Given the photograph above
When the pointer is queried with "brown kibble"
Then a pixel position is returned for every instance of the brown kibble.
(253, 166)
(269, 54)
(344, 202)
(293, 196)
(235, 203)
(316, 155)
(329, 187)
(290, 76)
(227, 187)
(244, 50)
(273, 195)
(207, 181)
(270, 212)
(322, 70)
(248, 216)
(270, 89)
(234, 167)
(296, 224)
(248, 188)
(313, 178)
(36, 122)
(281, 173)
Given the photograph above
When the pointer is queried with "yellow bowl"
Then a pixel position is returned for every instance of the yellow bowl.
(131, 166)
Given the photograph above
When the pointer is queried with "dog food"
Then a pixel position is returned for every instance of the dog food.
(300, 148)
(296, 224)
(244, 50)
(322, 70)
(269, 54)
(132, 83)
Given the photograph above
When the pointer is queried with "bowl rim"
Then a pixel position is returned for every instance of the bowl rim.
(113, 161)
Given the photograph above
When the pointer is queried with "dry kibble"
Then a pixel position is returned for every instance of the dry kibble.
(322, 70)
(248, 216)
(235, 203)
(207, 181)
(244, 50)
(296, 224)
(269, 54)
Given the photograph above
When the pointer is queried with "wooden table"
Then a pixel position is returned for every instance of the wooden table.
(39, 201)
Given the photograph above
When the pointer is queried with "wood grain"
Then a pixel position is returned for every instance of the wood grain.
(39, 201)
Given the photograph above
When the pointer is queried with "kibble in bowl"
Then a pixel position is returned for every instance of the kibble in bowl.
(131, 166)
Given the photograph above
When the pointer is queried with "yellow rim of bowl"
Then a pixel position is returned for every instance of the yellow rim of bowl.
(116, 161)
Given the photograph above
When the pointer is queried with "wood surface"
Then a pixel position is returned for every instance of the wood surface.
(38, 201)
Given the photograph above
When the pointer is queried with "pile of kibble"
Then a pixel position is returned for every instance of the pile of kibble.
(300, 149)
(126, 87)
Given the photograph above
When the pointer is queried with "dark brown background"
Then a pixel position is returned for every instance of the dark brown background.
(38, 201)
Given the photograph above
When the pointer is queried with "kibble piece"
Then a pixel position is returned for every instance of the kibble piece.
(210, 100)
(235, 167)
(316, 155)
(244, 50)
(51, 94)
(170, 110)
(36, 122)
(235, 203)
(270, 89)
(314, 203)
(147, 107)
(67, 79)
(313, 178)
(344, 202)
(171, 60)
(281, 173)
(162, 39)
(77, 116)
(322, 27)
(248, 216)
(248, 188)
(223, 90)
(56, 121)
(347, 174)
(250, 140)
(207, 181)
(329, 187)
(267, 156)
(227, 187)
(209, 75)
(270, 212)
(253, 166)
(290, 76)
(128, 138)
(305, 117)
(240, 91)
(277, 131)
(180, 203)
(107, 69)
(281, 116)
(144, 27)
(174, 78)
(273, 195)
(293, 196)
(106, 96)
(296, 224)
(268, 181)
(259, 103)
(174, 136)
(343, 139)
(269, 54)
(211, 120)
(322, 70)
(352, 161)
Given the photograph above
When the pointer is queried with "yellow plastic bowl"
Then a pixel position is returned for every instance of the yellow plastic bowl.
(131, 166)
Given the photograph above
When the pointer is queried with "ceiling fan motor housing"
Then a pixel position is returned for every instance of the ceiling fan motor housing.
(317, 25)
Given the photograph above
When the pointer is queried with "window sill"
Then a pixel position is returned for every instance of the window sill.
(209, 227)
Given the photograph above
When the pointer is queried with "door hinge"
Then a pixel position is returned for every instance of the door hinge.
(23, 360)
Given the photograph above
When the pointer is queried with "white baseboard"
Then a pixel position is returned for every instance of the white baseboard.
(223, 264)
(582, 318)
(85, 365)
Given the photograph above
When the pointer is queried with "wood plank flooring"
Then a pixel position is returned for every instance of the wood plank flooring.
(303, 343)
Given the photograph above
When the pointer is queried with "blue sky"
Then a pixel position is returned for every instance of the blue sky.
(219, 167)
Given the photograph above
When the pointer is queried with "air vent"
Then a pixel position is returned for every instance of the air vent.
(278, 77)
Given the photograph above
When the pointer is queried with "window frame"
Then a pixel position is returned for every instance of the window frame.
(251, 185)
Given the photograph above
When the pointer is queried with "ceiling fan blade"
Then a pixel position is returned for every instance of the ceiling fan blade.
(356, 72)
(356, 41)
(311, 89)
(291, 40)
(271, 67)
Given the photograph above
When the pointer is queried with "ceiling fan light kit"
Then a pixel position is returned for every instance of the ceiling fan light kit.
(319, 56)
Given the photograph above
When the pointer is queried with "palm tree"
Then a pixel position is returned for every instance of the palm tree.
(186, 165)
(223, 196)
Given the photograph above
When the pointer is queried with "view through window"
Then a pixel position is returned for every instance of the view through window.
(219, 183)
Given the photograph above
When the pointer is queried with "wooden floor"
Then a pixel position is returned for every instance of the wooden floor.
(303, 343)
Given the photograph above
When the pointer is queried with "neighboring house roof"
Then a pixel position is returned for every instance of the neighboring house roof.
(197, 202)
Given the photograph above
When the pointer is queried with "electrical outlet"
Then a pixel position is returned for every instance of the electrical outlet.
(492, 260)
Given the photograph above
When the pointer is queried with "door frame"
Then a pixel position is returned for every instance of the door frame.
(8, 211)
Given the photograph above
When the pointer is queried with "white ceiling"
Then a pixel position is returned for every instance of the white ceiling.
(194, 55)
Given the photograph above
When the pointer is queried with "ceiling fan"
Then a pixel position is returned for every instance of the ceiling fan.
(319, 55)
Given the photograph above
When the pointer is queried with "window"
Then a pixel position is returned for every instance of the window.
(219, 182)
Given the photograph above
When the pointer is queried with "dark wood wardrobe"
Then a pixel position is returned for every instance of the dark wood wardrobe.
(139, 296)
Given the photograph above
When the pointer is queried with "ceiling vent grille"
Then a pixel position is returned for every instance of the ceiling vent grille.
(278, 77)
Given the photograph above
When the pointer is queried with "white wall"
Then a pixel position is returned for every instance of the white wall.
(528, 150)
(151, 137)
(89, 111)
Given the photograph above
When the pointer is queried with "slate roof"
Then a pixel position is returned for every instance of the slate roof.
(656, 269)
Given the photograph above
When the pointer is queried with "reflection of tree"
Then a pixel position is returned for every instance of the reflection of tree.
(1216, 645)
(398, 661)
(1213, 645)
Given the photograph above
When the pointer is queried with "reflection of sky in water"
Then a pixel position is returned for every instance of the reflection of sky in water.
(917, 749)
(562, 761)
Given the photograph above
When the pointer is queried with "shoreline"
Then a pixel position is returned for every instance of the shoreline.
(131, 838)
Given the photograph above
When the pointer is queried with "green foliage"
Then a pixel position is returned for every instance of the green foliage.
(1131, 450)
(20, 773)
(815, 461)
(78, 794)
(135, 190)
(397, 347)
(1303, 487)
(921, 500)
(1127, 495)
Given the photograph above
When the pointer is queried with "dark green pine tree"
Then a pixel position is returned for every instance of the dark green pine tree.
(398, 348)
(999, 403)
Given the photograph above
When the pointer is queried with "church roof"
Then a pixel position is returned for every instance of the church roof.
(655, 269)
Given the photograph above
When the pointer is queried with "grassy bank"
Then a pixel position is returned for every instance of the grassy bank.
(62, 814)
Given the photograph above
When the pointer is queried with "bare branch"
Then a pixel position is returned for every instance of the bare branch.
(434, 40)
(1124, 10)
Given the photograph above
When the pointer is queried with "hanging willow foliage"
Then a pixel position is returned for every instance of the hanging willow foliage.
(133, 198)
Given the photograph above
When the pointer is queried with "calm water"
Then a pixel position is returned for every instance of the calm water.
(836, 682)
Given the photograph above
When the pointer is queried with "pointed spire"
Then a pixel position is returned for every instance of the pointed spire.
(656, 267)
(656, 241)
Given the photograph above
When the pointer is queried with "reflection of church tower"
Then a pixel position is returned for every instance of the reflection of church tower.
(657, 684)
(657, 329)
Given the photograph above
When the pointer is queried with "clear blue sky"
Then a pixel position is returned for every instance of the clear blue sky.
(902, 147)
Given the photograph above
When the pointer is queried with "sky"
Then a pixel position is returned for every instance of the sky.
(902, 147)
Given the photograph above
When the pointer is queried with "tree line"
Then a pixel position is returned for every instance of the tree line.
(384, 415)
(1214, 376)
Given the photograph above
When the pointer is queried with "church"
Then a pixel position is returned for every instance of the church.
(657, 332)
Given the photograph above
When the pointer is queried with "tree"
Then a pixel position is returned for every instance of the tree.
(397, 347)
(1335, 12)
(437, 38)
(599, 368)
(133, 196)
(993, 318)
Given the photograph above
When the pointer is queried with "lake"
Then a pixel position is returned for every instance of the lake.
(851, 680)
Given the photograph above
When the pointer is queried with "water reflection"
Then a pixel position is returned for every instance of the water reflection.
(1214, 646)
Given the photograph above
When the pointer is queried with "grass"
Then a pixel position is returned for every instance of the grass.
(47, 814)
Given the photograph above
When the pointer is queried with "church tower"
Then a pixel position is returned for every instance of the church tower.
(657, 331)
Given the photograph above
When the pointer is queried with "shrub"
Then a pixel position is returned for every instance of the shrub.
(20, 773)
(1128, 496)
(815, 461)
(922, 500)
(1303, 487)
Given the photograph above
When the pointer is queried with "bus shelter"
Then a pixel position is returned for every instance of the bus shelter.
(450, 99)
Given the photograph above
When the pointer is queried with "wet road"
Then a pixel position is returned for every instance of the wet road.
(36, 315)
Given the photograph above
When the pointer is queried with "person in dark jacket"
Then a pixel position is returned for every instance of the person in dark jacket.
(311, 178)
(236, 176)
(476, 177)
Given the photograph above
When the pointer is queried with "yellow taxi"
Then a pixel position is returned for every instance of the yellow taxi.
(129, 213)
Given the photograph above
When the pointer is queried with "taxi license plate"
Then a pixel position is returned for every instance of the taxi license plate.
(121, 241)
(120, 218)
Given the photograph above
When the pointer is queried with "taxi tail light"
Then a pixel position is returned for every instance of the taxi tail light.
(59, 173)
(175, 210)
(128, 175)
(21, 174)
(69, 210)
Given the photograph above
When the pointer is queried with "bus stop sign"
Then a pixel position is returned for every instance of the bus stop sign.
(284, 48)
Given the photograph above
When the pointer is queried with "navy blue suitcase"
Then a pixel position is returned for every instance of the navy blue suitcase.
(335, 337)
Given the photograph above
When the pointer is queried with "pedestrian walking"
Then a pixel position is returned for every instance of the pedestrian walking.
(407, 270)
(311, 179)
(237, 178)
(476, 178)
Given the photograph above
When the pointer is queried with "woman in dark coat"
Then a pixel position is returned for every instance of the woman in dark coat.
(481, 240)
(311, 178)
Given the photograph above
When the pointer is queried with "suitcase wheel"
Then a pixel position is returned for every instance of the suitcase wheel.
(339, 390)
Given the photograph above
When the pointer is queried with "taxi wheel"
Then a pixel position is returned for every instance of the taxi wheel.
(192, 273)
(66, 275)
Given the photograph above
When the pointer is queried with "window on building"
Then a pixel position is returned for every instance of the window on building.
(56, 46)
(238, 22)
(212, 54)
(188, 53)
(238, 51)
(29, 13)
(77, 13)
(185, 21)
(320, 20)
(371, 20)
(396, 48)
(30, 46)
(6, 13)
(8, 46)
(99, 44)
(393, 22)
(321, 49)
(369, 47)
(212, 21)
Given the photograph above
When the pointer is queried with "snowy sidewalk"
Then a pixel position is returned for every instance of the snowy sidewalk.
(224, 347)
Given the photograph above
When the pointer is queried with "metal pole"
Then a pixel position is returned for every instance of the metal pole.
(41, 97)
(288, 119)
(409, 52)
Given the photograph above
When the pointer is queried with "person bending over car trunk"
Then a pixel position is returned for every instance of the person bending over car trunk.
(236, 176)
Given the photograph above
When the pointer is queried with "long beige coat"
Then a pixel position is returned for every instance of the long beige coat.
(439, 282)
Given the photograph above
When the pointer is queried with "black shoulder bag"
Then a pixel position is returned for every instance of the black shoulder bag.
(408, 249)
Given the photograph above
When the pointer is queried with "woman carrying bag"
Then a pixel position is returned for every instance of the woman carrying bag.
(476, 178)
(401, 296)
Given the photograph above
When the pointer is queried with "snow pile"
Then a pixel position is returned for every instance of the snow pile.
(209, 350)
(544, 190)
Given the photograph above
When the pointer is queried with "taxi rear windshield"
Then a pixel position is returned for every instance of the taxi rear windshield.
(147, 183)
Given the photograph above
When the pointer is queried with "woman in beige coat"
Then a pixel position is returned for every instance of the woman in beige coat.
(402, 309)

> EXERCISE OBJECTIVE
Give back, word for word, only the lines from the one containing "black shoulder bag." through the closing line of the entries.

> YOUR RESPONSE
Then a pixel position is returned for every instance of the black shoulder bag.
(408, 249)
Given the photograph above
When the pointer is queried with "woman carrying bag"
Then a pixel position is returned for every instance of the woman carrying bag.
(476, 178)
(401, 296)
Given the photograph above
When the pointer is queried with "snow pile"
Then a pixel position is returned for every instance of the snow pile.
(209, 350)
(544, 190)
Given the photograph above
When the pointer is queried with "taxi rear windshield"
Then a pixel position is returned for every instance of the taxi rear windshield.
(147, 183)
Given the photograph above
When the pointer is queried with "woman in beige coat"
Then a pixel position is returned for every instance of the woman in beige coat.
(402, 309)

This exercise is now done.